Present the lines of the entries below, from the line containing "man. Do not skip partially visible ones." to the line containing "[299,145,321,155]", as a Markdown table. Use a "No." column for the row number and a "Line" column for each line, and omit blank lines.

Dataset records:
------------------------------

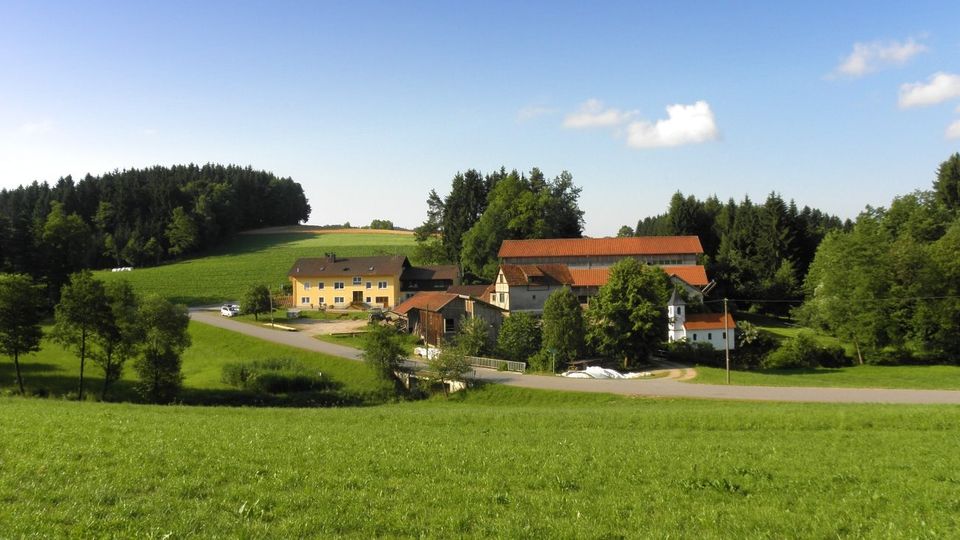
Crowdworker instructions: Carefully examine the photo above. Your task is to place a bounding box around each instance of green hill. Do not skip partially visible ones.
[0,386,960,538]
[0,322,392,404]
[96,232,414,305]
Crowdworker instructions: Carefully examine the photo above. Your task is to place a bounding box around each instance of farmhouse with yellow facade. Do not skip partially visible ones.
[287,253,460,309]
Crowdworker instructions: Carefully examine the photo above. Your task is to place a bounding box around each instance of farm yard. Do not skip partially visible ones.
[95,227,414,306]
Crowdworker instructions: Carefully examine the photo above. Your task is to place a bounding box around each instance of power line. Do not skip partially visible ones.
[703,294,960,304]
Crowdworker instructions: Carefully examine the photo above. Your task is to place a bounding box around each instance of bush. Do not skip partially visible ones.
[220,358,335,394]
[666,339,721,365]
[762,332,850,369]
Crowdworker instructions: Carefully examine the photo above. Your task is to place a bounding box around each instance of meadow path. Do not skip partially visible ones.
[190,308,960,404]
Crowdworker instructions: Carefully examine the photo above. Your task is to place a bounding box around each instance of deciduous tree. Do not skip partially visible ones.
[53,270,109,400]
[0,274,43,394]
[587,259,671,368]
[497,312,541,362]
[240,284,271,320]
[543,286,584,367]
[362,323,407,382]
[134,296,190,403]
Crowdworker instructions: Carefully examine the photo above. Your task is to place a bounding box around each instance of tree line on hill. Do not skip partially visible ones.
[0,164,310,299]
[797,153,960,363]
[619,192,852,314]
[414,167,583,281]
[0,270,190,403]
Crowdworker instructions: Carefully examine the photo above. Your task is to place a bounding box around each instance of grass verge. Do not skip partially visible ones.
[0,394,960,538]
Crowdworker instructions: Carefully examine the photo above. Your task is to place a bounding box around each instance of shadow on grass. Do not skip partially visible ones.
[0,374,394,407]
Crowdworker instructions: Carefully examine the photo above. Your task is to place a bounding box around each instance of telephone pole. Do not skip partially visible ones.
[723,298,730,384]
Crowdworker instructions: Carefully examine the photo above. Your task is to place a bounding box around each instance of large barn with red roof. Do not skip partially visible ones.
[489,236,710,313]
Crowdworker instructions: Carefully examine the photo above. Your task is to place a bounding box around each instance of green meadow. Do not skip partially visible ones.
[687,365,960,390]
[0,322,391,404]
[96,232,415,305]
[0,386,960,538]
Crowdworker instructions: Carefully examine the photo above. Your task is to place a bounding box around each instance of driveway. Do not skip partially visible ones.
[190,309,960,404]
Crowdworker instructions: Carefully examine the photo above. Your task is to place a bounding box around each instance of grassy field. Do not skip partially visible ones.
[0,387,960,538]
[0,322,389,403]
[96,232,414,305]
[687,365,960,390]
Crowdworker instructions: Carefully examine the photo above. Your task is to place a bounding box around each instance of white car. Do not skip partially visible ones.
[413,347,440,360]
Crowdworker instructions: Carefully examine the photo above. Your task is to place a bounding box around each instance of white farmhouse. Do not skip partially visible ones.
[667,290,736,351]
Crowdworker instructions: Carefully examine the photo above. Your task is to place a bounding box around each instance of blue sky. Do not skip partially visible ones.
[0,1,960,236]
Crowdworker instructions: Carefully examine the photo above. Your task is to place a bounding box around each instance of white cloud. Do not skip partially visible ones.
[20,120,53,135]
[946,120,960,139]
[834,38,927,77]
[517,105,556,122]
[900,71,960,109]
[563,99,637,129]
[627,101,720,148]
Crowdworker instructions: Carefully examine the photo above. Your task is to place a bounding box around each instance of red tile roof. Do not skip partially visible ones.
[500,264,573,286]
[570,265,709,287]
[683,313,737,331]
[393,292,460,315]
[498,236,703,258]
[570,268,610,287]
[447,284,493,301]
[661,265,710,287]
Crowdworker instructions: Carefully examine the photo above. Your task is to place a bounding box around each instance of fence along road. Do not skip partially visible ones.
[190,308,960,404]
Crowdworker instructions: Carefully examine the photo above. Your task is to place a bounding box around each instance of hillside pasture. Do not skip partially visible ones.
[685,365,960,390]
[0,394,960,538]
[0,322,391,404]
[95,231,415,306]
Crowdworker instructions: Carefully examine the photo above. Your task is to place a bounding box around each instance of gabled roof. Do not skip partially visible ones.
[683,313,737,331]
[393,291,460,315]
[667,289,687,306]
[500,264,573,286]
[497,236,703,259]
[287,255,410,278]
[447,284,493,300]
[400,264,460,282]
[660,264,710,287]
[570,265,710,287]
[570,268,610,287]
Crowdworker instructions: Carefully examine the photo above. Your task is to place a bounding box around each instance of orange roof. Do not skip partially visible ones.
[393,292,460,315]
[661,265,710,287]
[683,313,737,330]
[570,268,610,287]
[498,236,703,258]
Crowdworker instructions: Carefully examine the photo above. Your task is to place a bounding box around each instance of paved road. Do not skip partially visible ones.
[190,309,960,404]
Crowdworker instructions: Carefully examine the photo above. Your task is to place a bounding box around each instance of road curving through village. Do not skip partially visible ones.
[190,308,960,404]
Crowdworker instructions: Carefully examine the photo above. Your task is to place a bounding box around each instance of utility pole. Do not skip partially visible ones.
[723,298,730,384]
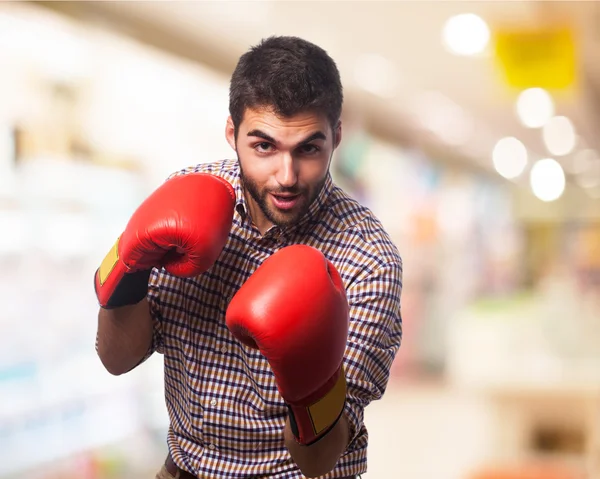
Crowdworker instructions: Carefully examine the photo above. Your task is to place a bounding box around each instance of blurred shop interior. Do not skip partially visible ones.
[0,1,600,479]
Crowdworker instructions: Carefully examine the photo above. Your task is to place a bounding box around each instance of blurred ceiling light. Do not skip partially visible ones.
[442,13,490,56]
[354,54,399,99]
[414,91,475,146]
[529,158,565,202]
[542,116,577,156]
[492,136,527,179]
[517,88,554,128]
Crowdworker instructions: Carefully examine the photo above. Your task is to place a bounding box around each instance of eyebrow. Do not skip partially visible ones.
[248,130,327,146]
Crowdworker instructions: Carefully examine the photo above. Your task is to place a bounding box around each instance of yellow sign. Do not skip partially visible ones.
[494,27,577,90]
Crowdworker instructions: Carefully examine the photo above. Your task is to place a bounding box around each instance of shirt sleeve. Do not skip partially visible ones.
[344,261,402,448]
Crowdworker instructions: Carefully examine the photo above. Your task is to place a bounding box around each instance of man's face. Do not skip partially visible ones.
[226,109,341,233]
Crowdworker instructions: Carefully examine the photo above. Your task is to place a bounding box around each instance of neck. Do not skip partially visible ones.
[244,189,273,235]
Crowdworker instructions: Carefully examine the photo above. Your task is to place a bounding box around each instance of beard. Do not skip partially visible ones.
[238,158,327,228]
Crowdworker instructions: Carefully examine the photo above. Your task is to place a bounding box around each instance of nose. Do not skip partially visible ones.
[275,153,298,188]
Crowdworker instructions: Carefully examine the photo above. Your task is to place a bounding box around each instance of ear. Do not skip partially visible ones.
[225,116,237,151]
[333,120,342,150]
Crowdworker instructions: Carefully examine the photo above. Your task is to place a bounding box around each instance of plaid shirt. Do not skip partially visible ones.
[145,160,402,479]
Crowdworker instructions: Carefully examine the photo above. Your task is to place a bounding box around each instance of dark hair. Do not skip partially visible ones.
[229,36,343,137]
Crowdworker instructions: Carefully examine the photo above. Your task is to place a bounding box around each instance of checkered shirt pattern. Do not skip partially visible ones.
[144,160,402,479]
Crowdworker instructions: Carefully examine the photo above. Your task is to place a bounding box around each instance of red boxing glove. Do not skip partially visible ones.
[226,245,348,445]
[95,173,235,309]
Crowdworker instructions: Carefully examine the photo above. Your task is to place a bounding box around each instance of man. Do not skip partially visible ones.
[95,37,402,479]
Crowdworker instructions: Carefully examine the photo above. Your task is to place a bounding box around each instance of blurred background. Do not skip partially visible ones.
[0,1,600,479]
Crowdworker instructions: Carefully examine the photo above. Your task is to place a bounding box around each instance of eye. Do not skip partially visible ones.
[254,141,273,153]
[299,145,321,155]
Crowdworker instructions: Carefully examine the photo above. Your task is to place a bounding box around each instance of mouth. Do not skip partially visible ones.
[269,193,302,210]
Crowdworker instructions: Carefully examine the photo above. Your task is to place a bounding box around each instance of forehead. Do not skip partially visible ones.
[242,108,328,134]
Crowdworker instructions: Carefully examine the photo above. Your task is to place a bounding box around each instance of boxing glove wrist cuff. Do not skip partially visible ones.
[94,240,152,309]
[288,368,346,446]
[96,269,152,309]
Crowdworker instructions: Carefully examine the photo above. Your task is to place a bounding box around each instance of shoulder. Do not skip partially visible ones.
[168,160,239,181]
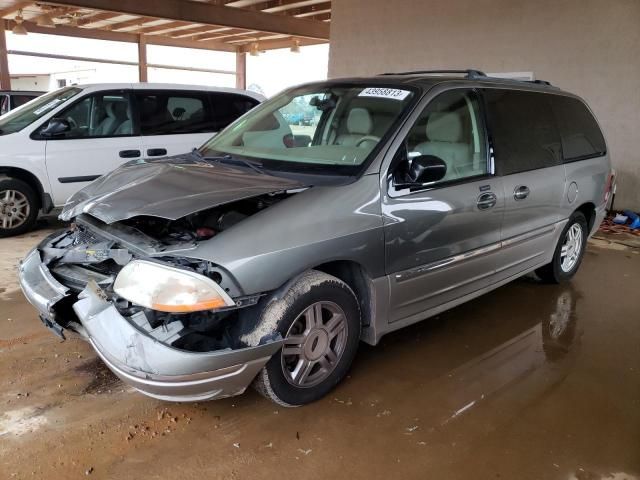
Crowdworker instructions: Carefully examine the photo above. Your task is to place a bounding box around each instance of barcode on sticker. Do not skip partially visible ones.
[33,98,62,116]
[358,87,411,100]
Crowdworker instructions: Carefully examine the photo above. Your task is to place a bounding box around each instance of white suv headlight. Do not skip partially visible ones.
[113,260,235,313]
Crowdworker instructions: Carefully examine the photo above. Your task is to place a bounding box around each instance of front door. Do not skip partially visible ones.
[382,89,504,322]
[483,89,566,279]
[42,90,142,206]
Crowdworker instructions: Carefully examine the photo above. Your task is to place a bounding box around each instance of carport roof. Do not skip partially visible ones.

------------------------------

Answer to the exercise:
| No. | Line |
|---|---|
| 1 | Crowdworker instructions: Carefully examine the photo above. Your task is to place a bounding box around each instance of man. Do not skip partially visible ones. |
| 2 | [95,37,402,479] |
| 3 | Crowdworker instructions: Carefully examine the photo above. Your task is to place a bounding box around each instance of blurred background. Do not skip partially visible ones. |
| 4 | [0,1,600,479] |
| 5 | Crowdworker instructions: Carefully examine the photo above. Your task is to place a bounding box around each instance of eye. Do not skip partially visible ones. |
| 6 | [254,141,273,153] |
| 7 | [299,145,321,155] |